> Stated goal 1
Locate every line in the listing that contains the string "almond" and copy each one.

> Text
** start **

Re: RV-Predict bugs

Yilong Li Tue, 15 Sep 2015 10:00:09 -0700

On Tue, Sep 15, 2015 at 7:19 AM, Mark Thomas <ma...@apache.org> wrote:

> On 13/09/2015 21:59, Yilong Li wrote:
> > Sorry about the vague explanation. But the actual reasons are not the
> point
> > here.
>
> No, that is exactly the point. When you claim that something that
> appears to be working without issue for many, many users then you need
> to provide a justification for why there is an issue to back up the
> claims you are making.
>
> > The only thing matters is the Java memory model. And the article I
> > refer to explain exactly why and how this can happen.
>
> No, it didn't. I read that article (and parts of the JMM). While the
> article did state there was a problem it did not explain why there was a
> problem.
>
> Long experience has lead us to be sceptical of bugs reported by
> automated tools. When looking at such bugs and we can't see what the
> problem is and the person raising the bug can't provide a clear
> explanation - and continues not to provide a clear explanation when
> asked for one several times - then that is the point where we start to
> think the problem is with the tool.

** end **

> Recorded data
** start **

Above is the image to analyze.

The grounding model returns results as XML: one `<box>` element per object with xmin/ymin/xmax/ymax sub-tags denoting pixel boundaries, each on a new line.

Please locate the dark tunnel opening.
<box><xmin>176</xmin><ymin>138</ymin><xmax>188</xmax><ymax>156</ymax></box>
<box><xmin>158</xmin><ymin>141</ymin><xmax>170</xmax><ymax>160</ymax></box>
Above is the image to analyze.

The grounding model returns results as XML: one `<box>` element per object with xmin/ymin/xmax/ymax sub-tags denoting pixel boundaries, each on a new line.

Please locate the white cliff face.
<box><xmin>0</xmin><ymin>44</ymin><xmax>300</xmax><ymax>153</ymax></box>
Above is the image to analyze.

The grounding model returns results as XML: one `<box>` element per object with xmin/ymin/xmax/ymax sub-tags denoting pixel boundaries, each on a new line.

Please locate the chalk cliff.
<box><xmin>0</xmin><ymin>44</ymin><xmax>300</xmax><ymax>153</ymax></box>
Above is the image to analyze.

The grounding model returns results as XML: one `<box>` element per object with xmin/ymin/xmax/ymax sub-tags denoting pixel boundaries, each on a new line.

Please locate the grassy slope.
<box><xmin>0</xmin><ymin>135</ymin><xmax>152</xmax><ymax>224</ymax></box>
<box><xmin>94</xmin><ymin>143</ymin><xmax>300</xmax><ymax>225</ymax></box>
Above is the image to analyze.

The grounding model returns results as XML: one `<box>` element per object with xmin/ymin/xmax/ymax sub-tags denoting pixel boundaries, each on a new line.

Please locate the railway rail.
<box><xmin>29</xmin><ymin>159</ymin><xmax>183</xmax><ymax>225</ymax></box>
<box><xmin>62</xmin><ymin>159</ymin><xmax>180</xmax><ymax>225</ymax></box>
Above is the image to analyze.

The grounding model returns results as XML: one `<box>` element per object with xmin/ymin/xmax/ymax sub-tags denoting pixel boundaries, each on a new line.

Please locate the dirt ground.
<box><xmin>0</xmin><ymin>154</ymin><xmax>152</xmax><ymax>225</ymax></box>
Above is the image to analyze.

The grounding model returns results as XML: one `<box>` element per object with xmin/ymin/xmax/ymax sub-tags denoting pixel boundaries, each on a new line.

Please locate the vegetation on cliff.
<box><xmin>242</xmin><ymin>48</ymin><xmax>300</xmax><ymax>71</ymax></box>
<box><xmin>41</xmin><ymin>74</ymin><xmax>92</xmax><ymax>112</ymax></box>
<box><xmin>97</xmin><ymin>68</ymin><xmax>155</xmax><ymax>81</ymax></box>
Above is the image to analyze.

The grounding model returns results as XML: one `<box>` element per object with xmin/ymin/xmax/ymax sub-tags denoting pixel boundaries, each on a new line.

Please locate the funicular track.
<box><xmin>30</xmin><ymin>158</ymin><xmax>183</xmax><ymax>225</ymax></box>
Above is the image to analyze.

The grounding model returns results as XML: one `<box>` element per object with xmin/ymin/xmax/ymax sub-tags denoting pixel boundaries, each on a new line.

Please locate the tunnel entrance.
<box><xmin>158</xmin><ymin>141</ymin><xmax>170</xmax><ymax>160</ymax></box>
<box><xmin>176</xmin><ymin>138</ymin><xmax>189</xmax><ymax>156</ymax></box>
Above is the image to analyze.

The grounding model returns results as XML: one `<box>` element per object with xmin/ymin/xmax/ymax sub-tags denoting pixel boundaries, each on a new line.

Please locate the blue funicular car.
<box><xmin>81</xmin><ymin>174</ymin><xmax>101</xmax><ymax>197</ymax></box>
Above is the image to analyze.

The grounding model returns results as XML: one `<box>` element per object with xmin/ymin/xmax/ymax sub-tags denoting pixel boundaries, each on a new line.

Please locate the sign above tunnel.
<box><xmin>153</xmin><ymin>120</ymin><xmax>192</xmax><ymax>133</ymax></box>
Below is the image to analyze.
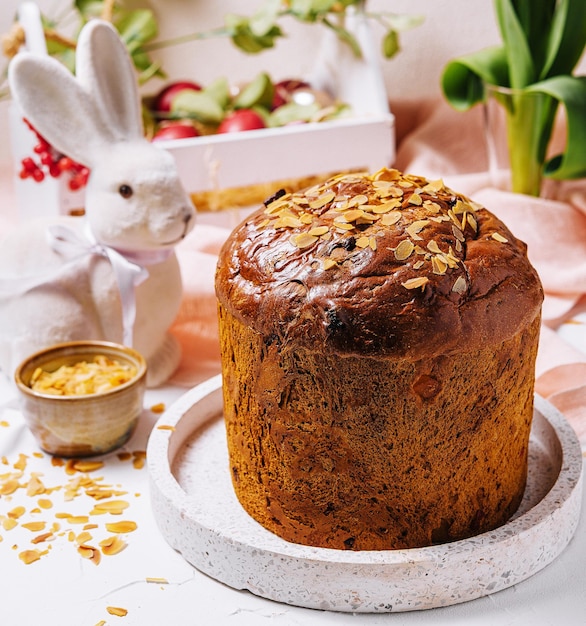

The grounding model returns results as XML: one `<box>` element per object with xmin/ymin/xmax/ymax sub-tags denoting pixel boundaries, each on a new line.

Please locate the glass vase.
<box><xmin>484</xmin><ymin>85</ymin><xmax>557</xmax><ymax>196</ymax></box>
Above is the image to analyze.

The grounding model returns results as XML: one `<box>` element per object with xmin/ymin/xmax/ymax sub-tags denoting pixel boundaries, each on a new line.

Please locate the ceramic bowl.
<box><xmin>14</xmin><ymin>341</ymin><xmax>146</xmax><ymax>457</ymax></box>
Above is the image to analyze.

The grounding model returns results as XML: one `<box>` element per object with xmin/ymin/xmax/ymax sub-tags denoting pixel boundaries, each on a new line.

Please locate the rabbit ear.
<box><xmin>76</xmin><ymin>19</ymin><xmax>143</xmax><ymax>141</ymax></box>
<box><xmin>9</xmin><ymin>52</ymin><xmax>105</xmax><ymax>166</ymax></box>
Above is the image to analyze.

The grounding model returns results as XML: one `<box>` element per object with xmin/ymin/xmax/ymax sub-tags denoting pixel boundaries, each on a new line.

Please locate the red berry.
<box><xmin>58</xmin><ymin>157</ymin><xmax>74</xmax><ymax>172</ymax></box>
<box><xmin>32</xmin><ymin>168</ymin><xmax>45</xmax><ymax>183</ymax></box>
<box><xmin>218</xmin><ymin>109</ymin><xmax>265</xmax><ymax>133</ymax></box>
<box><xmin>49</xmin><ymin>163</ymin><xmax>61</xmax><ymax>178</ymax></box>
<box><xmin>22</xmin><ymin>157</ymin><xmax>37</xmax><ymax>172</ymax></box>
<box><xmin>153</xmin><ymin>122</ymin><xmax>199</xmax><ymax>141</ymax></box>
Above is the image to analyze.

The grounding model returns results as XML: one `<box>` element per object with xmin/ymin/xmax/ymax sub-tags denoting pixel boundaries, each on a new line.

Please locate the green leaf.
<box><xmin>250</xmin><ymin>0</ymin><xmax>281</xmax><ymax>37</ymax></box>
<box><xmin>382</xmin><ymin>30</ymin><xmax>400</xmax><ymax>59</ymax></box>
<box><xmin>526</xmin><ymin>76</ymin><xmax>586</xmax><ymax>180</ymax></box>
<box><xmin>269</xmin><ymin>102</ymin><xmax>321</xmax><ymax>127</ymax></box>
<box><xmin>224</xmin><ymin>13</ymin><xmax>283</xmax><ymax>54</ymax></box>
<box><xmin>441</xmin><ymin>47</ymin><xmax>509</xmax><ymax>111</ymax></box>
<box><xmin>74</xmin><ymin>0</ymin><xmax>104</xmax><ymax>22</ymax></box>
<box><xmin>203</xmin><ymin>76</ymin><xmax>230</xmax><ymax>109</ymax></box>
<box><xmin>323</xmin><ymin>18</ymin><xmax>362</xmax><ymax>59</ymax></box>
<box><xmin>114</xmin><ymin>9</ymin><xmax>157</xmax><ymax>53</ymax></box>
<box><xmin>171</xmin><ymin>89</ymin><xmax>224</xmax><ymax>124</ymax></box>
<box><xmin>540</xmin><ymin>0</ymin><xmax>586</xmax><ymax>79</ymax></box>
<box><xmin>495</xmin><ymin>0</ymin><xmax>536</xmax><ymax>89</ymax></box>
<box><xmin>233</xmin><ymin>72</ymin><xmax>275</xmax><ymax>109</ymax></box>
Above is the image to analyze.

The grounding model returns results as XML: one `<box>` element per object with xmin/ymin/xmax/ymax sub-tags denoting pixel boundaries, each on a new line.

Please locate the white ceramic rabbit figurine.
<box><xmin>0</xmin><ymin>20</ymin><xmax>195</xmax><ymax>386</ymax></box>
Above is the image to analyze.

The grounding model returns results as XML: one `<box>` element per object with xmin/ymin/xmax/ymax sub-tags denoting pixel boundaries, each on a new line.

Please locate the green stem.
<box><xmin>500</xmin><ymin>93</ymin><xmax>556</xmax><ymax>196</ymax></box>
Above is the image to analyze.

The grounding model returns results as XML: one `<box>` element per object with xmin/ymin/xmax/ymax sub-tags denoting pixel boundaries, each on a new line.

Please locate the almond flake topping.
<box><xmin>401</xmin><ymin>276</ymin><xmax>429</xmax><ymax>289</ymax></box>
<box><xmin>291</xmin><ymin>233</ymin><xmax>317</xmax><ymax>250</ymax></box>
<box><xmin>452</xmin><ymin>276</ymin><xmax>467</xmax><ymax>295</ymax></box>
<box><xmin>427</xmin><ymin>239</ymin><xmax>441</xmax><ymax>254</ymax></box>
<box><xmin>395</xmin><ymin>239</ymin><xmax>415</xmax><ymax>261</ymax></box>
<box><xmin>380</xmin><ymin>211</ymin><xmax>401</xmax><ymax>226</ymax></box>
<box><xmin>309</xmin><ymin>191</ymin><xmax>336</xmax><ymax>209</ymax></box>
<box><xmin>307</xmin><ymin>226</ymin><xmax>330</xmax><ymax>237</ymax></box>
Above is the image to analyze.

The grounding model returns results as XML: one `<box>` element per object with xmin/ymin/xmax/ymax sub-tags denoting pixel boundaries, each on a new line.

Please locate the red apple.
<box><xmin>218</xmin><ymin>109</ymin><xmax>265</xmax><ymax>133</ymax></box>
<box><xmin>153</xmin><ymin>122</ymin><xmax>199</xmax><ymax>141</ymax></box>
<box><xmin>153</xmin><ymin>80</ymin><xmax>201</xmax><ymax>113</ymax></box>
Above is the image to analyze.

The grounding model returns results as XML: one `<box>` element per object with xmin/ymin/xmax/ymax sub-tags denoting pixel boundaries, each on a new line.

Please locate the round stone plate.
<box><xmin>147</xmin><ymin>376</ymin><xmax>582</xmax><ymax>613</ymax></box>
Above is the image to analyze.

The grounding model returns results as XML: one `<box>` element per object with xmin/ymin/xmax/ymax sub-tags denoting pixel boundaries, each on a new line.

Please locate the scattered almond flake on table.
<box><xmin>0</xmin><ymin>442</ymin><xmax>146</xmax><ymax>565</ymax></box>
<box><xmin>106</xmin><ymin>606</ymin><xmax>128</xmax><ymax>617</ymax></box>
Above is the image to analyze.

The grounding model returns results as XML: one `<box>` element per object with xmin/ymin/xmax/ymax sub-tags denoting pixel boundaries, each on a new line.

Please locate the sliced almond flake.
<box><xmin>2</xmin><ymin>517</ymin><xmax>18</xmax><ymax>530</ymax></box>
<box><xmin>401</xmin><ymin>276</ymin><xmax>429</xmax><ymax>289</ymax></box>
<box><xmin>395</xmin><ymin>239</ymin><xmax>415</xmax><ymax>261</ymax></box>
<box><xmin>380</xmin><ymin>211</ymin><xmax>401</xmax><ymax>226</ymax></box>
<box><xmin>75</xmin><ymin>530</ymin><xmax>93</xmax><ymax>545</ymax></box>
<box><xmin>12</xmin><ymin>452</ymin><xmax>28</xmax><ymax>471</ymax></box>
<box><xmin>106</xmin><ymin>606</ymin><xmax>128</xmax><ymax>617</ymax></box>
<box><xmin>94</xmin><ymin>500</ymin><xmax>130</xmax><ymax>515</ymax></box>
<box><xmin>427</xmin><ymin>239</ymin><xmax>441</xmax><ymax>254</ymax></box>
<box><xmin>18</xmin><ymin>550</ymin><xmax>49</xmax><ymax>565</ymax></box>
<box><xmin>290</xmin><ymin>233</ymin><xmax>317</xmax><ymax>250</ymax></box>
<box><xmin>348</xmin><ymin>193</ymin><xmax>368</xmax><ymax>207</ymax></box>
<box><xmin>73</xmin><ymin>461</ymin><xmax>104</xmax><ymax>473</ymax></box>
<box><xmin>448</xmin><ymin>209</ymin><xmax>460</xmax><ymax>228</ymax></box>
<box><xmin>145</xmin><ymin>576</ymin><xmax>169</xmax><ymax>585</ymax></box>
<box><xmin>452</xmin><ymin>276</ymin><xmax>467</xmax><ymax>295</ymax></box>
<box><xmin>21</xmin><ymin>522</ymin><xmax>46</xmax><ymax>533</ymax></box>
<box><xmin>452</xmin><ymin>224</ymin><xmax>466</xmax><ymax>241</ymax></box>
<box><xmin>422</xmin><ymin>178</ymin><xmax>444</xmax><ymax>193</ymax></box>
<box><xmin>106</xmin><ymin>520</ymin><xmax>138</xmax><ymax>533</ymax></box>
<box><xmin>273</xmin><ymin>215</ymin><xmax>303</xmax><ymax>228</ymax></box>
<box><xmin>373</xmin><ymin>167</ymin><xmax>401</xmax><ymax>181</ymax></box>
<box><xmin>308</xmin><ymin>191</ymin><xmax>336</xmax><ymax>209</ymax></box>
<box><xmin>336</xmin><ymin>209</ymin><xmax>365</xmax><ymax>222</ymax></box>
<box><xmin>431</xmin><ymin>256</ymin><xmax>448</xmax><ymax>275</ymax></box>
<box><xmin>405</xmin><ymin>220</ymin><xmax>429</xmax><ymax>240</ymax></box>
<box><xmin>407</xmin><ymin>191</ymin><xmax>423</xmax><ymax>206</ymax></box>
<box><xmin>6</xmin><ymin>505</ymin><xmax>26</xmax><ymax>519</ymax></box>
<box><xmin>264</xmin><ymin>198</ymin><xmax>291</xmax><ymax>215</ymax></box>
<box><xmin>26</xmin><ymin>474</ymin><xmax>47</xmax><ymax>497</ymax></box>
<box><xmin>0</xmin><ymin>478</ymin><xmax>20</xmax><ymax>496</ymax></box>
<box><xmin>100</xmin><ymin>535</ymin><xmax>127</xmax><ymax>556</ymax></box>
<box><xmin>307</xmin><ymin>226</ymin><xmax>330</xmax><ymax>237</ymax></box>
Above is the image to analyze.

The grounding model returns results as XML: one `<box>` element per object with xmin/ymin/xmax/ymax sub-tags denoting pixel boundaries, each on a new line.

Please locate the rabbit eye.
<box><xmin>118</xmin><ymin>185</ymin><xmax>134</xmax><ymax>198</ymax></box>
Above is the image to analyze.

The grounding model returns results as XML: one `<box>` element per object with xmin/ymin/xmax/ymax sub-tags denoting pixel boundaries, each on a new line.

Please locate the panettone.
<box><xmin>216</xmin><ymin>169</ymin><xmax>543</xmax><ymax>550</ymax></box>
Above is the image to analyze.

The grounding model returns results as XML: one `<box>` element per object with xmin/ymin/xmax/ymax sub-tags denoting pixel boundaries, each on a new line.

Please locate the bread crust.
<box><xmin>216</xmin><ymin>169</ymin><xmax>543</xmax><ymax>550</ymax></box>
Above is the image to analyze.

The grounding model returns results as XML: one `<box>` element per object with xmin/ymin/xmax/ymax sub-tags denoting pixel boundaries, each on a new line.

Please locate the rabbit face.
<box><xmin>86</xmin><ymin>140</ymin><xmax>195</xmax><ymax>251</ymax></box>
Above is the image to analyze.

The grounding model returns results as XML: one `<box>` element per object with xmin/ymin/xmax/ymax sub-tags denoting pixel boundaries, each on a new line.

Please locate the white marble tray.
<box><xmin>147</xmin><ymin>376</ymin><xmax>582</xmax><ymax>613</ymax></box>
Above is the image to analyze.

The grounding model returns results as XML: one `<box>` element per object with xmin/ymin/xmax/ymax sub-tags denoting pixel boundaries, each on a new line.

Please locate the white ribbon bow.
<box><xmin>47</xmin><ymin>224</ymin><xmax>149</xmax><ymax>346</ymax></box>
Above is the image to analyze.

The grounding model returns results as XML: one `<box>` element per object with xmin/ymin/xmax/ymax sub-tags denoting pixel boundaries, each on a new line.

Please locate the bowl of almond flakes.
<box><xmin>14</xmin><ymin>341</ymin><xmax>146</xmax><ymax>457</ymax></box>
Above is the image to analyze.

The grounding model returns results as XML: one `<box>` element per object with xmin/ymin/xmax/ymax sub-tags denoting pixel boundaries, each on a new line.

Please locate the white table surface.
<box><xmin>0</xmin><ymin>368</ymin><xmax>586</xmax><ymax>626</ymax></box>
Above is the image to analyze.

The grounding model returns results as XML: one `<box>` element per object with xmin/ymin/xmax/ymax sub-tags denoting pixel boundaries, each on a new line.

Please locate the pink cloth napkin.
<box><xmin>172</xmin><ymin>100</ymin><xmax>586</xmax><ymax>445</ymax></box>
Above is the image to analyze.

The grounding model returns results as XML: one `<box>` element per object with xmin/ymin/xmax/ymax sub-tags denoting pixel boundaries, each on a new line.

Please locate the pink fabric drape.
<box><xmin>167</xmin><ymin>100</ymin><xmax>586</xmax><ymax>444</ymax></box>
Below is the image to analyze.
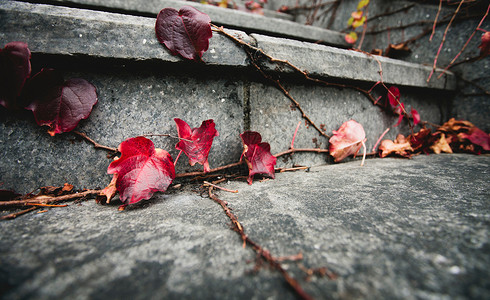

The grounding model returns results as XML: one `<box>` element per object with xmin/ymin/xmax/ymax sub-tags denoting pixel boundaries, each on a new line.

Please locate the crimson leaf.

** end **

> Stated goal 2
Using the RV-Predict thread, answer these:
(a) At what time on Sep 15, 2015 did Mark Thomas write the message quoted in the thread?
(b) Along with the article, what did Mark Thomas say he read?
(c) What source of bug reports has long experience made them skeptical of?

> Worked answer 1
Please locate the almond flake topping.
Please locate the scattered almond flake on table.
Please locate the sliced almond flake.
Please locate the bowl of almond flakes.

> Worked answer 2
(a) 7:19 AM
(b) Parts of the JMM
(c) Automated tools